### TASK REQUIREMENTS
Restate word for word the entries below, starting at the line with "instruction: mark the region of every instance of the fretboard" and ending at the line with "instruction: mark the region of every instance of the scratch". Keep both end lines and omit the pictures.

### INFORMATION PROVIDED
==========

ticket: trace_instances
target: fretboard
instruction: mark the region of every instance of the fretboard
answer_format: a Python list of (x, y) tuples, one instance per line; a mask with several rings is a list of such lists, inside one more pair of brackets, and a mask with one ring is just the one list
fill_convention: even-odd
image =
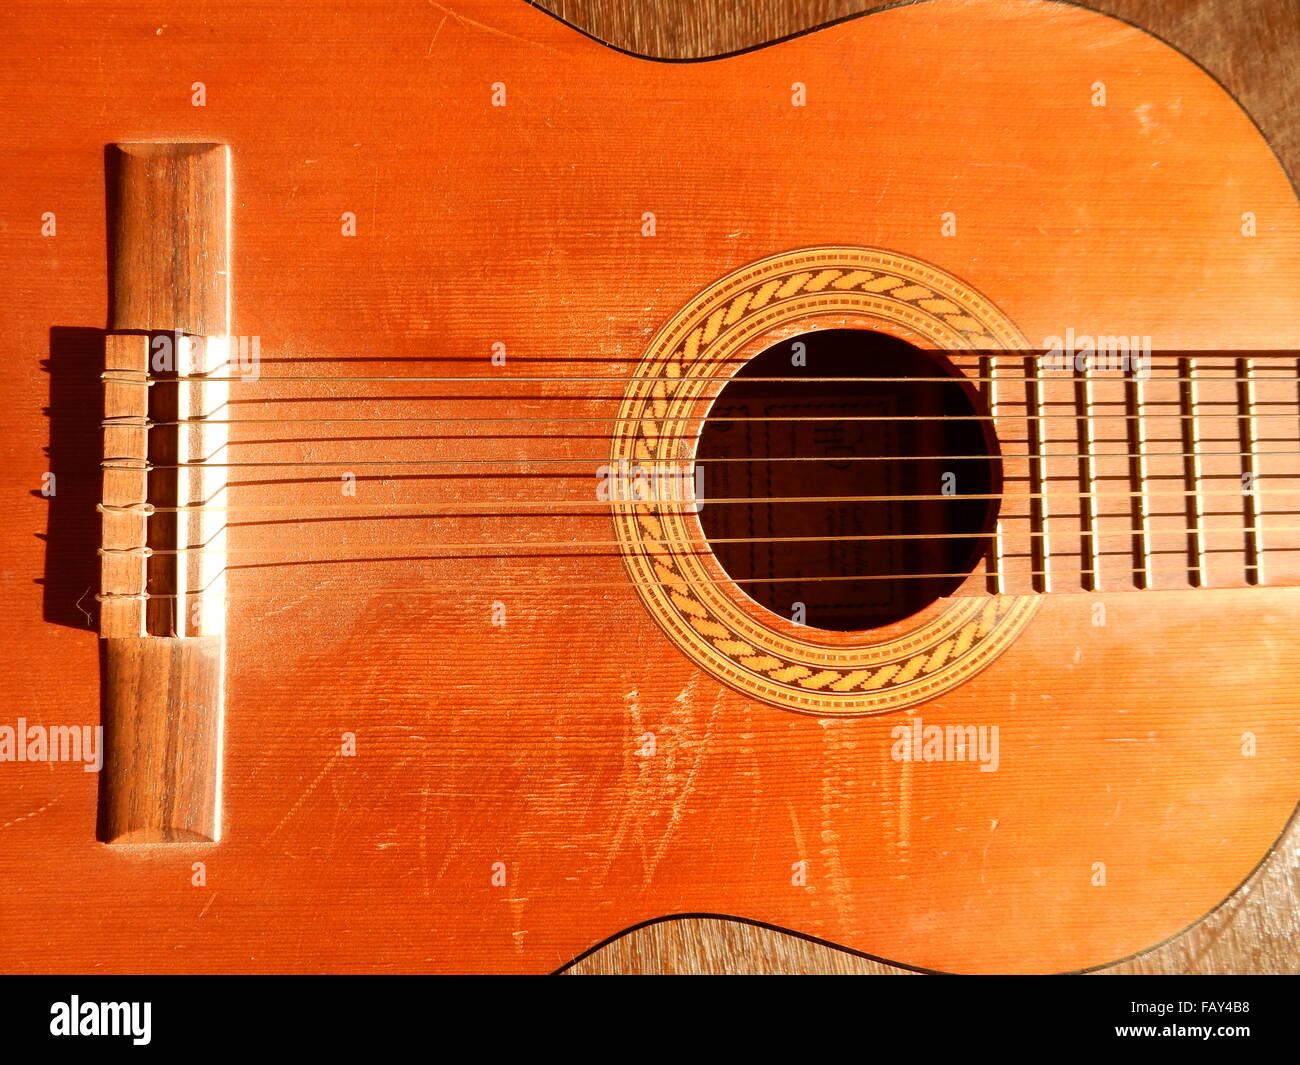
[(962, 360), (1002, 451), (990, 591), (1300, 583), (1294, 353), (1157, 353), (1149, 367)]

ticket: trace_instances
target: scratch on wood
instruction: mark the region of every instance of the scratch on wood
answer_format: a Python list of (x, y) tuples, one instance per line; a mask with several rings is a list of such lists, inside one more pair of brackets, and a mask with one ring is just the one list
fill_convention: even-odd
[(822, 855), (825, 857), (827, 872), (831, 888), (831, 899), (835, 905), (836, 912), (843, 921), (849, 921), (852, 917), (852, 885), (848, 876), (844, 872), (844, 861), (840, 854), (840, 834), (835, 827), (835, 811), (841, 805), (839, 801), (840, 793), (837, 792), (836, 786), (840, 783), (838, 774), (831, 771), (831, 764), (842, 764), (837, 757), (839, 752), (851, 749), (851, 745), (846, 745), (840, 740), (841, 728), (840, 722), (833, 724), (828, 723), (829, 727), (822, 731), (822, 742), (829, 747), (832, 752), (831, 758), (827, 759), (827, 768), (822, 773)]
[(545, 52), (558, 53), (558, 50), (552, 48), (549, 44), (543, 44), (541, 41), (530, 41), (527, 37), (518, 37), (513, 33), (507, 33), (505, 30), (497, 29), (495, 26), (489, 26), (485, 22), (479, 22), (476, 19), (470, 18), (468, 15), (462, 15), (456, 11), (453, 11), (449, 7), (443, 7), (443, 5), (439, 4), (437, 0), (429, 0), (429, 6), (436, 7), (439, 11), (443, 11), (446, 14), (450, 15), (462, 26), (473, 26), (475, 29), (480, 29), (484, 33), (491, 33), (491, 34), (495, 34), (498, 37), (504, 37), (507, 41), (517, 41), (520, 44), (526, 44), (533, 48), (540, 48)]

==========

### SOLUTION
instruction: mark the region of every instance of the fretboard
answer_format: a Python list of (x, y) tuples, one instance per line; a mask with several rings is a list of such lists, inside one more pair of brackets, and a mask with one ring is just the one list
fill_convention: even-odd
image =
[(962, 360), (1002, 451), (990, 591), (1300, 583), (1294, 353), (1157, 353), (1149, 367)]

ticket: trace_instances
target: scratch on wood
instruction: mark the region of every instance of the scratch on wood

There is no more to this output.